**Given instruction:** Edit the material below so that each "tree" becomes "bush", with everything else left unchanged.

--------------------------------

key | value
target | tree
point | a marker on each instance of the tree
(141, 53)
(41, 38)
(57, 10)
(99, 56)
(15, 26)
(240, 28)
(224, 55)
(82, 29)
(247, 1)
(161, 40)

--------------------------------

**Written solution:**
key | value
target | bush
point | a marker on each instance of the bush
(141, 53)
(41, 38)
(57, 10)
(99, 56)
(15, 26)
(240, 28)
(224, 55)
(82, 29)
(247, 1)
(161, 40)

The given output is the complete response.